## Task requirements
Lines from the one containing "Give one point for each instance of the dark" through the final line of the records are the only ones to copy, and each must match exactly.

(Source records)
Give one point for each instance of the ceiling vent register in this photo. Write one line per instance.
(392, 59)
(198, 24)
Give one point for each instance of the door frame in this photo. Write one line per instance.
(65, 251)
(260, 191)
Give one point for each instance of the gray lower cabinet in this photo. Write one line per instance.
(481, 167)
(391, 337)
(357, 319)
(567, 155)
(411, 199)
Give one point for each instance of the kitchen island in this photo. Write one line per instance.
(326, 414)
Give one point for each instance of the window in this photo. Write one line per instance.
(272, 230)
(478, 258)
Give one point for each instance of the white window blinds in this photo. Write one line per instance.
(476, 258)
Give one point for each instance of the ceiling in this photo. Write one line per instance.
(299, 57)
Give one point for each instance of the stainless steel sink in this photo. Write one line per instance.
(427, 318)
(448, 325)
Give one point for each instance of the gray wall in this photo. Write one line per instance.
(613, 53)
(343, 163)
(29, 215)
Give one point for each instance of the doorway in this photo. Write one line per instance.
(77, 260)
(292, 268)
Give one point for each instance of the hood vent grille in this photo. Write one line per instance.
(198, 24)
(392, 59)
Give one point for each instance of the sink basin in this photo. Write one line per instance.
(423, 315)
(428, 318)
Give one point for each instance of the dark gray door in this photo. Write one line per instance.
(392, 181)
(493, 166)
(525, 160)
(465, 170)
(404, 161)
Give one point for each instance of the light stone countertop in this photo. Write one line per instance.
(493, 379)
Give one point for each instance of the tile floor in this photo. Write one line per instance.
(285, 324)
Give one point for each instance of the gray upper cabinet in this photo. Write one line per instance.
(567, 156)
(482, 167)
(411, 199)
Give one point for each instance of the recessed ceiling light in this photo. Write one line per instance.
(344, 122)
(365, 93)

## Result below
Give one point for each instance of the dark gray door in this photo. Write one line per instance.
(392, 181)
(493, 166)
(525, 160)
(465, 170)
(404, 161)
Give one point for each instance of the light stone countertop in this photo. Write one line per instance.
(493, 379)
Give one point for each instance of the tile floor in this photo. Write one line per instance.
(285, 324)
Give one point for each instance of the gray upper cabinet in this photo. Write one line per instance.
(567, 156)
(482, 167)
(411, 199)
Give one point for each instance of the recessed ceiling light in this photo. Write one line per instance.
(344, 122)
(365, 93)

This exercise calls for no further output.